INSTRUCTIONS FOR THE TASK:
How many lines in the entries below contain the word "above"? Case counts. Reply with the number alone.

MATERIALS PROVIDED:
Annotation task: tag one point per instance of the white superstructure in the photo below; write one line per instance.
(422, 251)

==

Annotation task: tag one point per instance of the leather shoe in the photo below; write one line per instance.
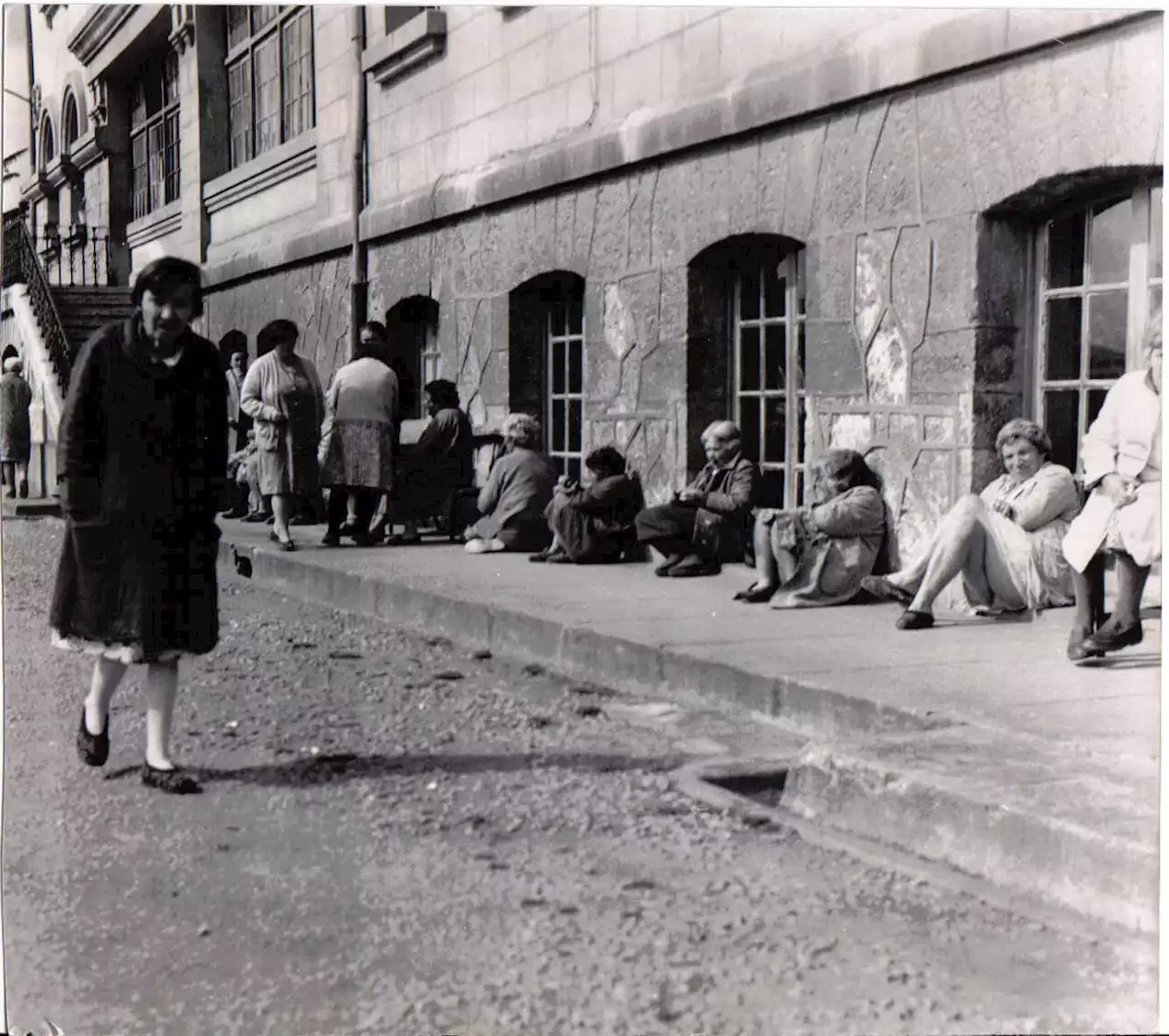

* * *

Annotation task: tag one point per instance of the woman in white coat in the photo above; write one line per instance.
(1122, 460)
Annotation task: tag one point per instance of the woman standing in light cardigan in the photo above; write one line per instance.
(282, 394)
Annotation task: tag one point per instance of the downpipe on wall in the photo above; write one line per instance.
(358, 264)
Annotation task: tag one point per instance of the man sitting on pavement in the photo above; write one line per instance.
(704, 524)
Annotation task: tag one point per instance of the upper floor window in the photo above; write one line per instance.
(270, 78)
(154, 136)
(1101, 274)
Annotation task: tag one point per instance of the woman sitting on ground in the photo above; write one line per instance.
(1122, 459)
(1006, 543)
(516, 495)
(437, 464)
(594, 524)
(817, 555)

CORRECT OUTPUT:
6